* BEGIN Text section *
As explained in greater detail supra, the transmission investment underpinning transmission rates in New England falls into two broad categories—reliability projects and asset condition projects. While costs for both types of investment are recovered from all New England customers through regional rates, only reliability projects are subject to oversight through a robust regional planning process that considers whether the investment is necessary and cost-effective.[15] No such requirement exists for asset condition projects. Yet, asset condition projects comprise more than half of the nearly $12 billion of projects placed in service since 2016 and, looking ahead, account for the vast majority of the nearly $6 billion in planned projects in the region.[16] As of March 2026, over $6.5 billion of asset condition projects have been placed in service since 2016, compared to $5.3 billion in RSP projects.[17] Looking ahead, there are $5.5 billion of asset condition projects planned, proposed or under construction compared to $281 million in RSP projects.[18] As the Complaint points out, projects that the NETOs label as “asset condition projects” often include more than simply replacing damaged or destroyed infrastructure and often include replacing healthy structures to provide other upgrades to the transmission system.[19] For this reason, many of New England’s transmission projects are not part of the regional planning process and thus lack the same level of oversight. New England customers pay some of the highest transmission rates in the nation,[20] and a substantial and increasing factor in those high rates are the costs of asset condition projects.
* END Text section *
* BEGIN Source data *
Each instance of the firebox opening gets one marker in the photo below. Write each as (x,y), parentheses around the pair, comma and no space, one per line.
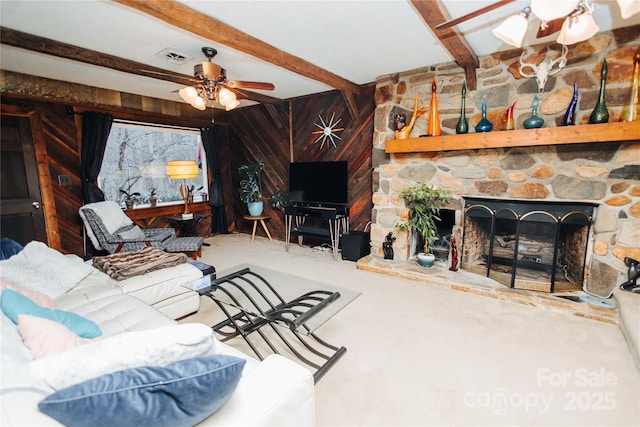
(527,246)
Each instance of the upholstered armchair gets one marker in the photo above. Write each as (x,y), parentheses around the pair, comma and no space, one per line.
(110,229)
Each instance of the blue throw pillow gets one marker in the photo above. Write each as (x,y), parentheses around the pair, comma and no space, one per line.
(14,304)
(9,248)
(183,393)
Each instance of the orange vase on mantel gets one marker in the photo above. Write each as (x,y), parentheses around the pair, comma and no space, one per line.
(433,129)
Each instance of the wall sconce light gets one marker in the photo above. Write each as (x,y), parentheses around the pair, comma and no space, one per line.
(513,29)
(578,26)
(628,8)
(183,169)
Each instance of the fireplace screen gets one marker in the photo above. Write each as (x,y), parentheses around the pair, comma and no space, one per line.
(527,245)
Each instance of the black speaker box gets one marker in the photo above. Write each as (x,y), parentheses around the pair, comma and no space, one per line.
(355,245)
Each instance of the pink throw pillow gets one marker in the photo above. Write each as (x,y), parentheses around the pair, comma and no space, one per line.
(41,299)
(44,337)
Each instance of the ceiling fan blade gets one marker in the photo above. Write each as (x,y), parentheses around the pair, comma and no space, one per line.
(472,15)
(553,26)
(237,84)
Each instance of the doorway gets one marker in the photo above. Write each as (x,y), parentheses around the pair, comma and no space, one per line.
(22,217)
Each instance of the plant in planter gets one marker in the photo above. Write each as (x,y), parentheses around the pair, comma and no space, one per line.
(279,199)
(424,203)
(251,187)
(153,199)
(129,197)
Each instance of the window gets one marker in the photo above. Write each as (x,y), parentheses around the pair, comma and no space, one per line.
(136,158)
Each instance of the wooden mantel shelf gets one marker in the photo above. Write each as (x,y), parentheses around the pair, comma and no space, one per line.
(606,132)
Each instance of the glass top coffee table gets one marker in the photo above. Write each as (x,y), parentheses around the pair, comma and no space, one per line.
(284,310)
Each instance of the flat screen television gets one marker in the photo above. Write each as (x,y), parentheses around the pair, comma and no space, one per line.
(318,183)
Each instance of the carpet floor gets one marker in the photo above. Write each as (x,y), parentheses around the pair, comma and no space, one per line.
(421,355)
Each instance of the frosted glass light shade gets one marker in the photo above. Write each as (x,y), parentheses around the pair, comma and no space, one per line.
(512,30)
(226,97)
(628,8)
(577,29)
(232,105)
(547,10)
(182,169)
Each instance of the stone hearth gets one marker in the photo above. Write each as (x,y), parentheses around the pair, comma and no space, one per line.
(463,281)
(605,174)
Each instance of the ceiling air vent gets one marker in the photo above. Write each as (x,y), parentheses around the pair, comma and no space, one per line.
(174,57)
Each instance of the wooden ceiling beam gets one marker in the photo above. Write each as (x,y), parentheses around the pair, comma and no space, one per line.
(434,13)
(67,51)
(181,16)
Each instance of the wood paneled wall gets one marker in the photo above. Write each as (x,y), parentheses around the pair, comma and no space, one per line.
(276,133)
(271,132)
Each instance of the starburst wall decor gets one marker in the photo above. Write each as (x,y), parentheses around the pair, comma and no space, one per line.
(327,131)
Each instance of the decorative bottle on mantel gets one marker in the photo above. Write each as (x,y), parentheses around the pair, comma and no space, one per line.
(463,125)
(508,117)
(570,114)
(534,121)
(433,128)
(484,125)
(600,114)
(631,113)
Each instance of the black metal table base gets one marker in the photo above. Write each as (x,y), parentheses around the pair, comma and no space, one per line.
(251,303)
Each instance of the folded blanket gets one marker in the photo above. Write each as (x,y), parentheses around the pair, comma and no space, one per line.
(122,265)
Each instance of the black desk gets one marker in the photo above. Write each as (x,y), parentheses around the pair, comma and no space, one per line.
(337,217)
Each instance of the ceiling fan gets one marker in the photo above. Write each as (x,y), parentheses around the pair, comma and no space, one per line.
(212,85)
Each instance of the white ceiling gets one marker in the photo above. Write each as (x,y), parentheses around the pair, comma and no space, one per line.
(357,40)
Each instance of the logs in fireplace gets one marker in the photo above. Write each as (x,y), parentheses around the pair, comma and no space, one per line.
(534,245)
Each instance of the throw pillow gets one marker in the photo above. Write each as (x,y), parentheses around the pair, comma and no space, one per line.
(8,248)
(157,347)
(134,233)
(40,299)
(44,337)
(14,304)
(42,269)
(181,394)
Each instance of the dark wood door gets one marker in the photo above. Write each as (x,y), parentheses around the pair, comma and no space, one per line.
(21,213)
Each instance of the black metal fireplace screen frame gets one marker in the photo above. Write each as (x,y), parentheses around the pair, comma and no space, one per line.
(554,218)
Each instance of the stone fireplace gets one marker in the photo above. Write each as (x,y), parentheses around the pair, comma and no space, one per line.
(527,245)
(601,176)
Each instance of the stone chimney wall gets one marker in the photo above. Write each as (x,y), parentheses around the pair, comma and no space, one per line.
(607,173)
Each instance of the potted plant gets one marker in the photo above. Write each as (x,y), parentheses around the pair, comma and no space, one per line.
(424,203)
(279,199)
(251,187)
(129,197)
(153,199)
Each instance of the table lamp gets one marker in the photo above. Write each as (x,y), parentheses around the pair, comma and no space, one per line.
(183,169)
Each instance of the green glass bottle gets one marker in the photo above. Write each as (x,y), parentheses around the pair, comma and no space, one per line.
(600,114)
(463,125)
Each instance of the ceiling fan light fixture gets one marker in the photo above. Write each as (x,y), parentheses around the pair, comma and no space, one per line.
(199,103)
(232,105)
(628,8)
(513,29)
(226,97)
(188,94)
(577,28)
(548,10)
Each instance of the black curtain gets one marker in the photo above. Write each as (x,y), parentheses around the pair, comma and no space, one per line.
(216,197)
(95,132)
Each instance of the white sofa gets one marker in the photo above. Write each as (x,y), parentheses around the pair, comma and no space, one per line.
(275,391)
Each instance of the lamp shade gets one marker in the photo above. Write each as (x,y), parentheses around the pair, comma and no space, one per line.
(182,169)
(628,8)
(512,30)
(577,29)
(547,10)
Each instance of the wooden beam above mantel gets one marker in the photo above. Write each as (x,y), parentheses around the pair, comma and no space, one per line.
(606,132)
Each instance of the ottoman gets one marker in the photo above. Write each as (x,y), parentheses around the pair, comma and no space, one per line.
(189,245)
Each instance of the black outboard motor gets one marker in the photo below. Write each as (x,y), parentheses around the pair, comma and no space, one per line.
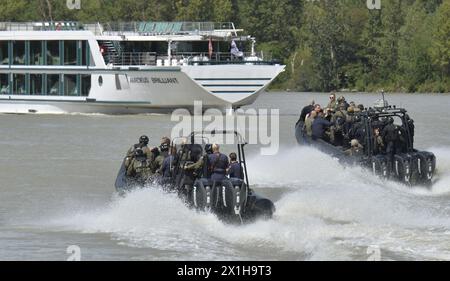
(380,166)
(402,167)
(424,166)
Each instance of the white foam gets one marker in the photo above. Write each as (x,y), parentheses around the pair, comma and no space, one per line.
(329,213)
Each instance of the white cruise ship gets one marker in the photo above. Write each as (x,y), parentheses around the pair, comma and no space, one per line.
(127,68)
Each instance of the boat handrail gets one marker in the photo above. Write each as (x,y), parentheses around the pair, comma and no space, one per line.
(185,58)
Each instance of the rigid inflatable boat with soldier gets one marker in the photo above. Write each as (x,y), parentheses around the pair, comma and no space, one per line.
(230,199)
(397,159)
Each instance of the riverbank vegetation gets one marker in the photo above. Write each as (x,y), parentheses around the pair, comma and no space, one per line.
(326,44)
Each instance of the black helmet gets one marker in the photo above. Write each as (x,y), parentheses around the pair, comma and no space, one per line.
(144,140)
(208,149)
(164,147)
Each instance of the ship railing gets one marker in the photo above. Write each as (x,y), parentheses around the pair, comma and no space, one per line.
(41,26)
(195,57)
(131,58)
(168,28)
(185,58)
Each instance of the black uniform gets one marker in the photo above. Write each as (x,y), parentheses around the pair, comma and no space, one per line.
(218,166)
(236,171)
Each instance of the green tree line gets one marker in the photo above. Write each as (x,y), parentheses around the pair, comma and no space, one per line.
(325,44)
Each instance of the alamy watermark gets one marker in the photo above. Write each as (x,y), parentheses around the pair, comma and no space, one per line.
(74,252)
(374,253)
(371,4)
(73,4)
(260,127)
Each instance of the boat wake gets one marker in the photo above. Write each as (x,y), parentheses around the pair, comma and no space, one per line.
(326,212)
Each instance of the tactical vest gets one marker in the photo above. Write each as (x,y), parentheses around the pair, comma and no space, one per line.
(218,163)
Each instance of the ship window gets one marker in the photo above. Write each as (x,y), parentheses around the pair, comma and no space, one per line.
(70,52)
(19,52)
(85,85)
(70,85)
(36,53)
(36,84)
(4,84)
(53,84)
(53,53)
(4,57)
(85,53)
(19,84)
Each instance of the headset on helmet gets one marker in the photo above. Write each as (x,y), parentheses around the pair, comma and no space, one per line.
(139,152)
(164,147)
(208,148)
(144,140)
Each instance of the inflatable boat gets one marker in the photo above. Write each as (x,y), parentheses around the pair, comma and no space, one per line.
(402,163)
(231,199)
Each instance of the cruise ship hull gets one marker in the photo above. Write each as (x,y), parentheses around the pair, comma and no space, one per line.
* END Source data *
* BEGIN Source data *
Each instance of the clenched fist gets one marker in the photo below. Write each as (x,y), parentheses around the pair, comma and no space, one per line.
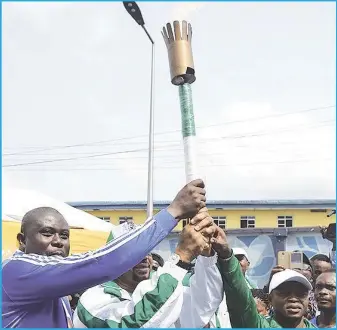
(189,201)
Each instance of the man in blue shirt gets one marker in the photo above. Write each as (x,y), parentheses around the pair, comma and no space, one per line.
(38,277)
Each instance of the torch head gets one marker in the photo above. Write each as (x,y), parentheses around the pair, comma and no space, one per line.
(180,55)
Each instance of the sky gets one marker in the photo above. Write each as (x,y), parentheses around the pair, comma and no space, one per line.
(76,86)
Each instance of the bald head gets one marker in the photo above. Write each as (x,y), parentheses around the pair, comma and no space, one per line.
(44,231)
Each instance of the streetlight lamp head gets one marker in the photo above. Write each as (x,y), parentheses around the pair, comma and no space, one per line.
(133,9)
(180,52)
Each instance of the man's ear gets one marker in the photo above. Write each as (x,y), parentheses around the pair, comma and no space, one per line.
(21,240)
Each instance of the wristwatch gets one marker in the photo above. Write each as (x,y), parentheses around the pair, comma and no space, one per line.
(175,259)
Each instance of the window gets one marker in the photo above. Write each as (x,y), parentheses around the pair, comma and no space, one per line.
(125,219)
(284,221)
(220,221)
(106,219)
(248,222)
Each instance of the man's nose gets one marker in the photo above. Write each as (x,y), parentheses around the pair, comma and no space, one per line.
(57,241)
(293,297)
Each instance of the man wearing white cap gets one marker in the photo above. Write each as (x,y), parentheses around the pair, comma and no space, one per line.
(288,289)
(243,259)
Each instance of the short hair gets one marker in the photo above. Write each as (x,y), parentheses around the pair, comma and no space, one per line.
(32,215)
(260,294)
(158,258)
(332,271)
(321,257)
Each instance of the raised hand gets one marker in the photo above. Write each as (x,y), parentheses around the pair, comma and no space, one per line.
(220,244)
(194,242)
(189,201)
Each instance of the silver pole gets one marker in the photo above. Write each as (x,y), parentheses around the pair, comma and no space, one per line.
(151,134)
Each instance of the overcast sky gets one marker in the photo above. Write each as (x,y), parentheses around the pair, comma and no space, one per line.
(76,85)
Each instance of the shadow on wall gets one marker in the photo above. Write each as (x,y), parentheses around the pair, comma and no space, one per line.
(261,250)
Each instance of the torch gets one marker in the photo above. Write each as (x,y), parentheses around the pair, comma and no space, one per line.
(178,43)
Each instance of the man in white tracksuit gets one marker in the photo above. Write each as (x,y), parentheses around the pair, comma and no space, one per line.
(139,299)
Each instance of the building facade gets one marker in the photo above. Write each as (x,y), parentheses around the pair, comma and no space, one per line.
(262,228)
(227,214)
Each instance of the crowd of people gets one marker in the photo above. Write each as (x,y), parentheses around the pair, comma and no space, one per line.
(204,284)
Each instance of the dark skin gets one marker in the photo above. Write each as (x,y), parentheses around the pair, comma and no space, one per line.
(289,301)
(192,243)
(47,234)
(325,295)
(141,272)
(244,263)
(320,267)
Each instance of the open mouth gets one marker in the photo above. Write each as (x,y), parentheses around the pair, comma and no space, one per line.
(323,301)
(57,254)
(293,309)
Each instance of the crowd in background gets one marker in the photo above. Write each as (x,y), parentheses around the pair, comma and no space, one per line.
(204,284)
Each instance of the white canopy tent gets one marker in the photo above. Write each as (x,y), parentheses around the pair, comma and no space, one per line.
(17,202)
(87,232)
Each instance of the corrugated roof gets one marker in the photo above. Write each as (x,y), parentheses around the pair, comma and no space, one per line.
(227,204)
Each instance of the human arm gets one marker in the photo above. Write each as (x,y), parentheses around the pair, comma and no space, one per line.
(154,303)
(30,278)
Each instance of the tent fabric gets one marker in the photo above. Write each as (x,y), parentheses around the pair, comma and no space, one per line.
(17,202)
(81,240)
* END Source data *
* BEGIN Source data *
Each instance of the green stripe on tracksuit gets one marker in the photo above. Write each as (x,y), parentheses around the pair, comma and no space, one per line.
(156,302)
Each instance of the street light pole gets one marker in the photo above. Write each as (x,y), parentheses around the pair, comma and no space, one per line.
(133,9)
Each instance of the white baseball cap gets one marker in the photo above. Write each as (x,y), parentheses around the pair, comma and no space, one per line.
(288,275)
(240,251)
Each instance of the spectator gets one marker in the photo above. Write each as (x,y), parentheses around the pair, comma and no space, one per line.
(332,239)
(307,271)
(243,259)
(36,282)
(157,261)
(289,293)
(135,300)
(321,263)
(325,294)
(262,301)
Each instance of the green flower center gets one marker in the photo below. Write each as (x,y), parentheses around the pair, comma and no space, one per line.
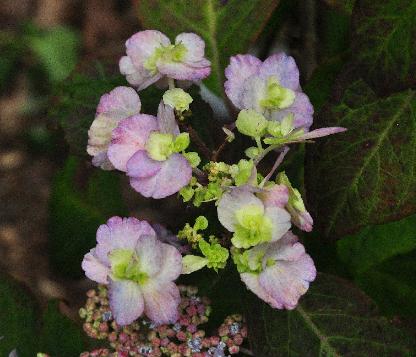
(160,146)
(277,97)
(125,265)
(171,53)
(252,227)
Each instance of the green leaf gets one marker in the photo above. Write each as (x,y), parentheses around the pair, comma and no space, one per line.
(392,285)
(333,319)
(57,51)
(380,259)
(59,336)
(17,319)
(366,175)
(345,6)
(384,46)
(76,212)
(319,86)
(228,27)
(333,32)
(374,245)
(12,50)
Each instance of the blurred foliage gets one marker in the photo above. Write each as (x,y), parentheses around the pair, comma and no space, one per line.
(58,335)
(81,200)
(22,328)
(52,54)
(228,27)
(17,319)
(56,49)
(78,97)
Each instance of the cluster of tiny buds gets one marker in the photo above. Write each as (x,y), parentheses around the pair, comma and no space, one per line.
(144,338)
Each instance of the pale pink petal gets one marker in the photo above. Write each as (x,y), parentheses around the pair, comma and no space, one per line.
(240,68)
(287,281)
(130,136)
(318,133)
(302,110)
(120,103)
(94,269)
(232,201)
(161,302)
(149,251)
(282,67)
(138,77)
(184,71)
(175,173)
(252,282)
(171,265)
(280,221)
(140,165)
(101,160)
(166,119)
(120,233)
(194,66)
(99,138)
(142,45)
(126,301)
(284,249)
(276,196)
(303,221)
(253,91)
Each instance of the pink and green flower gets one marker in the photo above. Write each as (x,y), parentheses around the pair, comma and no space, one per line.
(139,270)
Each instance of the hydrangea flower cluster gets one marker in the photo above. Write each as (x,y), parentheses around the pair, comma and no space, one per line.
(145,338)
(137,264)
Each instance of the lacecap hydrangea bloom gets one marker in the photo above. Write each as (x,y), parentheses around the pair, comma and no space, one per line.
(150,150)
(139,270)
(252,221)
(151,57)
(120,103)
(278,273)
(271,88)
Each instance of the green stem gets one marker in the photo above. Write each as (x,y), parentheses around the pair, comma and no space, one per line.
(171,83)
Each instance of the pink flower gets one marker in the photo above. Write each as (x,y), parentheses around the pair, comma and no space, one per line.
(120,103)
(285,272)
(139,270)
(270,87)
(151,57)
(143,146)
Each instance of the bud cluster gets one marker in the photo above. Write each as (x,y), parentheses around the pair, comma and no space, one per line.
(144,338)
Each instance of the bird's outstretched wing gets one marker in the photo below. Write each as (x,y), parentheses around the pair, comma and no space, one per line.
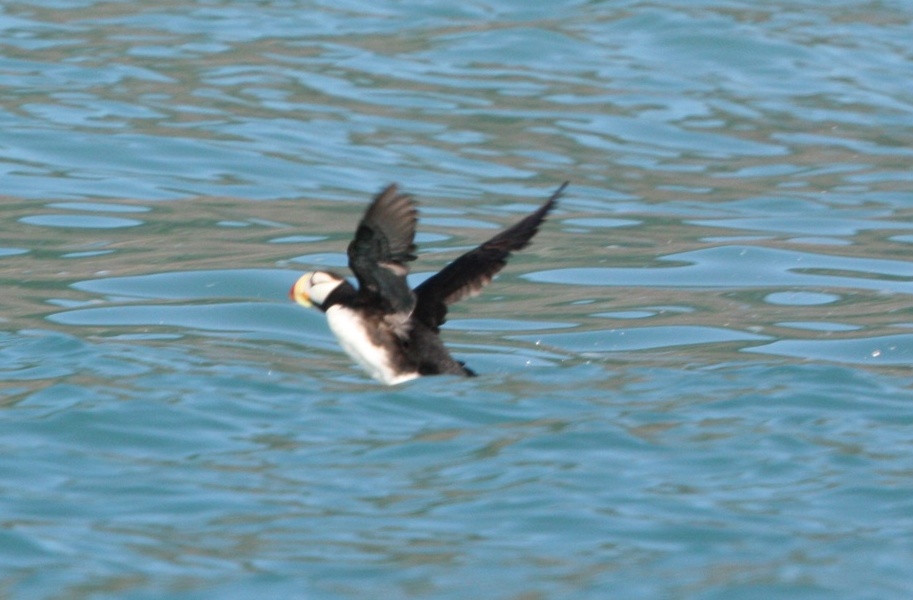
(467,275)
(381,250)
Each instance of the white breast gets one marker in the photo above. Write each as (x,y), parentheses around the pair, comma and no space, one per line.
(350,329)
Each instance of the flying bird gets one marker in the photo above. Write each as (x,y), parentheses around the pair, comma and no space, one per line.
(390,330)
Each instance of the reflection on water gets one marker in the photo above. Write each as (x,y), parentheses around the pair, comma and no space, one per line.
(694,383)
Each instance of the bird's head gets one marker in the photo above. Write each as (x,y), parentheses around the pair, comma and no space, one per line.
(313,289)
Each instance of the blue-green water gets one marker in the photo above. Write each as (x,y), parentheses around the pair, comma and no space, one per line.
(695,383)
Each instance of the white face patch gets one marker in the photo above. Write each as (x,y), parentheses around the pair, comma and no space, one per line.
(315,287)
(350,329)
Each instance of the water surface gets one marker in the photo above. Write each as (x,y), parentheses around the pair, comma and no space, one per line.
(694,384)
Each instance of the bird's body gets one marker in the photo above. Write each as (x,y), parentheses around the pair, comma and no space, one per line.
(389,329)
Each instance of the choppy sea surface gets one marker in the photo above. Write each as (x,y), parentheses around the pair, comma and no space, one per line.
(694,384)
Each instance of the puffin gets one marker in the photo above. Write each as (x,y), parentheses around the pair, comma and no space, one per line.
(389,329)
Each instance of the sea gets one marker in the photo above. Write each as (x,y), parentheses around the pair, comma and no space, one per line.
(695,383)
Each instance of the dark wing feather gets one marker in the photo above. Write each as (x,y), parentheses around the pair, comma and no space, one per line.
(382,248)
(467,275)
* END Source data *
* Given instruction A: Pull out every line of the records that contains the word "torch".
* Given instruction B: Continue the passage on New England transmission rates, picking up after its last sentence.
The records have nothing to do with the passage on New England transmission rates.

* Expected answer A:
Each instance of the torch head gets one marker in the photo above. Write each as (x,y), parentheses around the pair, comma and no space, one per line.
Each instance of the torch gets one marker in the photo above. Write each as (x,y), parentheses around the pair, comma and no space, one per line.

* Expected answer B:
As the Commission is aware, the New England states have limited authority to review asset condition projects and thereby fill the gap created by a lack of regional planning and oversight.[21] In New England, all six states have transmission siting laws that apply to new transmission lines over a certain voltage level.[22] However, the review of siting of existing transmission lines where they are replaced with in-kind assets is the exception, not the rule. With limited exceptions in two states, all other existing transmission lines in New England can undergo asset replacement or refurbishment without state siting approval and without scrutiny by ISO-NE.[23],[24] Even if, hypothetically, each state siting authority could review asset condition projects funded through regional rates, that review would come late in the project development process and risk disruption or delay of projects needed for reliable system operations. It would also be overly burdensome and inefficient—all other states would need to intervene as litigants in each other’s siting proceedings to endeavor to influence the development of a regionally funded project. Thus, New England has a critical need for a robust regional process to review asset condition project proposals early in the project development cycle that cannot be accomplished through state siting procedures.
B. Eversource’s X-178 Project Exemplifies the Problems with the Region’s Lack of Oversight of Asset Condition Projects.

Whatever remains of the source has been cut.